Task directions:
Go through the lines below and copy each one that holds the string "pillow".

[Stored data entries]
════════════════

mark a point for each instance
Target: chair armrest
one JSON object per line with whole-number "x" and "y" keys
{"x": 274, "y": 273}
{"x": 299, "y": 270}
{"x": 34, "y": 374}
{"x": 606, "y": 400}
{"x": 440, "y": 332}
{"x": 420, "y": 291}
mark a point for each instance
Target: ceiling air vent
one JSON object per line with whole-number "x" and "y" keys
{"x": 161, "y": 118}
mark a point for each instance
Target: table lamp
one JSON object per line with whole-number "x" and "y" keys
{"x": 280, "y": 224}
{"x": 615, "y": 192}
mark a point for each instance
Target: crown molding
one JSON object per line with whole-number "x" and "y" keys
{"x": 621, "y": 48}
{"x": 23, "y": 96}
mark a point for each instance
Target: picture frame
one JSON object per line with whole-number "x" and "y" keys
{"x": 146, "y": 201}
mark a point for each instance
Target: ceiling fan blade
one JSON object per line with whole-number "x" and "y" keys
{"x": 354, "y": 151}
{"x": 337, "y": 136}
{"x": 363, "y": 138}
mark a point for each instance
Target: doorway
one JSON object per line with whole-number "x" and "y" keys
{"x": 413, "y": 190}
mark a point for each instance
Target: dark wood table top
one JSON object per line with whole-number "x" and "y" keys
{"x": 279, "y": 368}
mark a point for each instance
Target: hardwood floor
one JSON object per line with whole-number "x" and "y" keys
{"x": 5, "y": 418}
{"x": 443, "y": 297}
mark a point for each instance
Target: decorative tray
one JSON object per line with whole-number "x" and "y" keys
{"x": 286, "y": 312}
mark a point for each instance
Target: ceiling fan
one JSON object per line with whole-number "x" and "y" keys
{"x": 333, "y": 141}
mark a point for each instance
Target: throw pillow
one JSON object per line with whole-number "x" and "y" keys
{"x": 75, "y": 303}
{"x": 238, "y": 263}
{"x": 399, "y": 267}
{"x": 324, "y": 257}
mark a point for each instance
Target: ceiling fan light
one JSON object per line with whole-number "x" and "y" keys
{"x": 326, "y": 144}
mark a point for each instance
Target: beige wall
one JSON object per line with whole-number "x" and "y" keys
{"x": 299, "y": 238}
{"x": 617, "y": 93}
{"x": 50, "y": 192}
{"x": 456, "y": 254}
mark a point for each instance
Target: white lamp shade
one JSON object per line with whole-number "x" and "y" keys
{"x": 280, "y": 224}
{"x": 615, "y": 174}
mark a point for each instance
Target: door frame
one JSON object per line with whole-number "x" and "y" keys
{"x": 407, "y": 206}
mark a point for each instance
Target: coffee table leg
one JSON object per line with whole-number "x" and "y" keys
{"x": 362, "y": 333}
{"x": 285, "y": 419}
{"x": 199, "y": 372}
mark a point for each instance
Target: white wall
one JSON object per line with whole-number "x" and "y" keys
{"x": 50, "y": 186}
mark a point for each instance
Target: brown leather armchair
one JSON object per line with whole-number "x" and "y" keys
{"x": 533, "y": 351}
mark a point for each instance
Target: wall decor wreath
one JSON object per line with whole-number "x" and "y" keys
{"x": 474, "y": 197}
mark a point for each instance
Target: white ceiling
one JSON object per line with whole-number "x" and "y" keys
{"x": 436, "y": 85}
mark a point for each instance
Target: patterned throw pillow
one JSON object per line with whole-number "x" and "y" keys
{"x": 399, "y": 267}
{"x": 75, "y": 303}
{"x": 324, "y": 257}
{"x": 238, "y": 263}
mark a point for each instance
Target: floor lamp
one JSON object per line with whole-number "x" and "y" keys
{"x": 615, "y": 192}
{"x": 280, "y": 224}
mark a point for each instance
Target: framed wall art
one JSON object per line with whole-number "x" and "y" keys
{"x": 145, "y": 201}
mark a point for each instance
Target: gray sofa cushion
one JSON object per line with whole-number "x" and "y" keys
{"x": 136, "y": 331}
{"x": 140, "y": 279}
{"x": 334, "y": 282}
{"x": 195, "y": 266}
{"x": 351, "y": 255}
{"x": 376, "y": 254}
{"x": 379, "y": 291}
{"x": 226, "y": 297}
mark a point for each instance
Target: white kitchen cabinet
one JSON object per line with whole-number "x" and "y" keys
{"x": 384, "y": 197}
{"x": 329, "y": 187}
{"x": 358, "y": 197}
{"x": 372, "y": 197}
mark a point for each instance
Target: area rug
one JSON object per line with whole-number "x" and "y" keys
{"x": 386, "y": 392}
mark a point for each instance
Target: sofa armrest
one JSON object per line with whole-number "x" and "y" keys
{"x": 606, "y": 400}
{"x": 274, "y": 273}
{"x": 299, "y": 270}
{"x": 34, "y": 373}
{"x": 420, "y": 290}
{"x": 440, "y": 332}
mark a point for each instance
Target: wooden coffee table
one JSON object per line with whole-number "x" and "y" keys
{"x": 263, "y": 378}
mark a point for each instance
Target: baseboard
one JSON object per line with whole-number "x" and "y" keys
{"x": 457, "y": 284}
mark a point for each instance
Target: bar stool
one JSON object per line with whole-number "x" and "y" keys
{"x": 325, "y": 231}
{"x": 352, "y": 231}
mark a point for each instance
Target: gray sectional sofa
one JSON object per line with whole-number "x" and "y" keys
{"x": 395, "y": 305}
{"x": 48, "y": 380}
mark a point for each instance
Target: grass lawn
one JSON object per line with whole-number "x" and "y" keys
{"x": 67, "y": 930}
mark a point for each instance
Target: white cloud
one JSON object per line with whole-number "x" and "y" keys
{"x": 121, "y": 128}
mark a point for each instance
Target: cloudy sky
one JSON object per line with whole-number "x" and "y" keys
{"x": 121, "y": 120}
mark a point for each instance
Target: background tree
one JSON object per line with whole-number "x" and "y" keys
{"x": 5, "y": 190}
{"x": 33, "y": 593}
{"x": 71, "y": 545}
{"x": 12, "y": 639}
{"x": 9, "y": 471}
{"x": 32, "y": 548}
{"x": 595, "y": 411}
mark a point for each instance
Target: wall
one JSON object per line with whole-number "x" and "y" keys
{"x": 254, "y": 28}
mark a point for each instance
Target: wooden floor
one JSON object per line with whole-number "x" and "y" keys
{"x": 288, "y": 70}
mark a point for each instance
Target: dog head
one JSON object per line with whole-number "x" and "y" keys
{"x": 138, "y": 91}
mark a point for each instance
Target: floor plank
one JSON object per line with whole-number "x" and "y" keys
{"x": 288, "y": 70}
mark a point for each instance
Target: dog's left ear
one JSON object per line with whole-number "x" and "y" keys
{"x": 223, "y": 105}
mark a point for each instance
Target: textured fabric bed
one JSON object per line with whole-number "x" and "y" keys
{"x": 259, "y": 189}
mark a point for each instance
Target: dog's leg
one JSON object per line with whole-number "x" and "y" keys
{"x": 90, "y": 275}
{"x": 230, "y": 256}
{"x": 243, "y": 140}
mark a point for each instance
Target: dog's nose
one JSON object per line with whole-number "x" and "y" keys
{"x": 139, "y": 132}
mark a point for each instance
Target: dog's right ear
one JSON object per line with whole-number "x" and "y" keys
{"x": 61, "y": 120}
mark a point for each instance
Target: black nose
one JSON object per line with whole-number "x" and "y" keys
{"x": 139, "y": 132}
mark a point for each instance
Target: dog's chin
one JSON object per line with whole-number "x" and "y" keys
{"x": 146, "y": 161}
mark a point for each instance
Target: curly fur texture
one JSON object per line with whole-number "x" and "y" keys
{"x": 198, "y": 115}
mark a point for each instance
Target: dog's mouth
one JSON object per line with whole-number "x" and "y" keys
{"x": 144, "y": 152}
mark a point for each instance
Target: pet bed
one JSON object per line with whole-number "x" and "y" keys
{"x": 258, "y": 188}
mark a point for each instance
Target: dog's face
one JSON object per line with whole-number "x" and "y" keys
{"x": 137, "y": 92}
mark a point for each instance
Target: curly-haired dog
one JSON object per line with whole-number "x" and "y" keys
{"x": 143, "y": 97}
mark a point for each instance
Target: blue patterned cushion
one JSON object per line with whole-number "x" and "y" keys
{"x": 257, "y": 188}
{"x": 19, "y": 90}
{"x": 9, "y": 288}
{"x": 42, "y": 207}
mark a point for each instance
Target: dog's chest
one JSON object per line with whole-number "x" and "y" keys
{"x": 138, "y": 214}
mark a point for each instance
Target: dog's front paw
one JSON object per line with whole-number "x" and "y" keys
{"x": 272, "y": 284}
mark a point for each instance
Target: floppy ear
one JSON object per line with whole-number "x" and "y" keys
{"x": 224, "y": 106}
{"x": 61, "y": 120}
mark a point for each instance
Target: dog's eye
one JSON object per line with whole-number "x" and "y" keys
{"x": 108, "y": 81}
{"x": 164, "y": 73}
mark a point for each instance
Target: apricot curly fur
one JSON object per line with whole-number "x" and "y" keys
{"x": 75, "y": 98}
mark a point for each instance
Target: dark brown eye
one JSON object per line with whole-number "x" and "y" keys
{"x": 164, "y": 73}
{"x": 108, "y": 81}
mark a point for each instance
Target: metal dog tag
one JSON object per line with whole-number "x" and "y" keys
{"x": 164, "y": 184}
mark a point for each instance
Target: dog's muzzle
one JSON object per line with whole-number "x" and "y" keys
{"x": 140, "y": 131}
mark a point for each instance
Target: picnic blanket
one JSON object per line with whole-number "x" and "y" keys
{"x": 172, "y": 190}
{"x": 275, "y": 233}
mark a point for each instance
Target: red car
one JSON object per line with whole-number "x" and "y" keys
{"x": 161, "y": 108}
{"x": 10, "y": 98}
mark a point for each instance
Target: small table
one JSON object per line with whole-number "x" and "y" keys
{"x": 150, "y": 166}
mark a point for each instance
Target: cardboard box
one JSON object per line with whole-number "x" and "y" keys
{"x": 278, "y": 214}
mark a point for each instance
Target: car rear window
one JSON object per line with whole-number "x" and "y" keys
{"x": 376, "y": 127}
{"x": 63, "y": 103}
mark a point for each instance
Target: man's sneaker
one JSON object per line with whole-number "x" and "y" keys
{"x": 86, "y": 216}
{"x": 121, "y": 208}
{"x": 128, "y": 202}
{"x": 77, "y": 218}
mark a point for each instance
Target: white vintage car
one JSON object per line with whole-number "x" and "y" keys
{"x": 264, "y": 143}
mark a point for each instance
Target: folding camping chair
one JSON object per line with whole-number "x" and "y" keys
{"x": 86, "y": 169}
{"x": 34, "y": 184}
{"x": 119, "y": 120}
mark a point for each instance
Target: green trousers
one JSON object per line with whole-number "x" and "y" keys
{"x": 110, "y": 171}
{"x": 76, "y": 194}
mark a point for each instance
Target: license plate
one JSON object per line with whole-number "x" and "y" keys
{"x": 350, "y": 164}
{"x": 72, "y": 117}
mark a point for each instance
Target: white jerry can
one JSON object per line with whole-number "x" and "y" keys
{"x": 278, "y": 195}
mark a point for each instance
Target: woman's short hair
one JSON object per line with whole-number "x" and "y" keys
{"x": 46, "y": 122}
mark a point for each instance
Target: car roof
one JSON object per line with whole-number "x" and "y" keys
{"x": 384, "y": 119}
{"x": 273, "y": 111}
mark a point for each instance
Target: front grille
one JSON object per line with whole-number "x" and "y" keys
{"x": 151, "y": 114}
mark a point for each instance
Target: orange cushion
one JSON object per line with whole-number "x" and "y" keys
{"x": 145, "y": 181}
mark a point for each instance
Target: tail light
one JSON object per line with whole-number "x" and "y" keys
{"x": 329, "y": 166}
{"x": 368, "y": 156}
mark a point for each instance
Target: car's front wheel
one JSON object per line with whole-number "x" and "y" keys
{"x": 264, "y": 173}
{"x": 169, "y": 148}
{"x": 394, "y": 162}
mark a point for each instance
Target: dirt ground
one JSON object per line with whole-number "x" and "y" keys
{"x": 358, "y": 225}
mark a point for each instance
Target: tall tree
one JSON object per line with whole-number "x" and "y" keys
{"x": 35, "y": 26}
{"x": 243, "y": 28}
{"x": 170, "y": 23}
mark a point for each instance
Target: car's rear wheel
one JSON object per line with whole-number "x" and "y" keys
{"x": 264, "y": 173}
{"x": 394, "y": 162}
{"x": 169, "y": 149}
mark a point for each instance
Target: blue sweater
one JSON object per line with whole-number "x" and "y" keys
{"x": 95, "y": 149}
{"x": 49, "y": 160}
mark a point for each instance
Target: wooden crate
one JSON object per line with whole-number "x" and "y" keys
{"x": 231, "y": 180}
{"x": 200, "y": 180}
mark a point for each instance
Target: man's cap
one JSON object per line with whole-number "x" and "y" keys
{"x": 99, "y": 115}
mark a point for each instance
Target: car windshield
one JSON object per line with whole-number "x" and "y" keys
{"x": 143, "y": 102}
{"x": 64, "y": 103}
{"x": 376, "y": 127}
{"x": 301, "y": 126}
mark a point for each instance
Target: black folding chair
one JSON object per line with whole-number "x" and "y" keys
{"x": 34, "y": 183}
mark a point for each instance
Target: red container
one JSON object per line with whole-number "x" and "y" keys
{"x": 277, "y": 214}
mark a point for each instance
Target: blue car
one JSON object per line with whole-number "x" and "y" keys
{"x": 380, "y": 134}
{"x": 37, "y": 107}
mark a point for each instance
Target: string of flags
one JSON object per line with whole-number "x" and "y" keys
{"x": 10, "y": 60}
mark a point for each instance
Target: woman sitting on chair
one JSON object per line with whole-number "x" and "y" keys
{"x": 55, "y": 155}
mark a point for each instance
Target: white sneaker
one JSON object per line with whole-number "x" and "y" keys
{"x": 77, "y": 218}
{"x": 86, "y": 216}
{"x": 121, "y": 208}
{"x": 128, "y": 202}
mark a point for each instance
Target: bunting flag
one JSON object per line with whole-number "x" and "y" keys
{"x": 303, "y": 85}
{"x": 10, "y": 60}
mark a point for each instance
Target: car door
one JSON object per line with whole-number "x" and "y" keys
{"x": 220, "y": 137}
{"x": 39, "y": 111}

════════════════

Response area:
Target: throw pillow
Target: patterned throw pillow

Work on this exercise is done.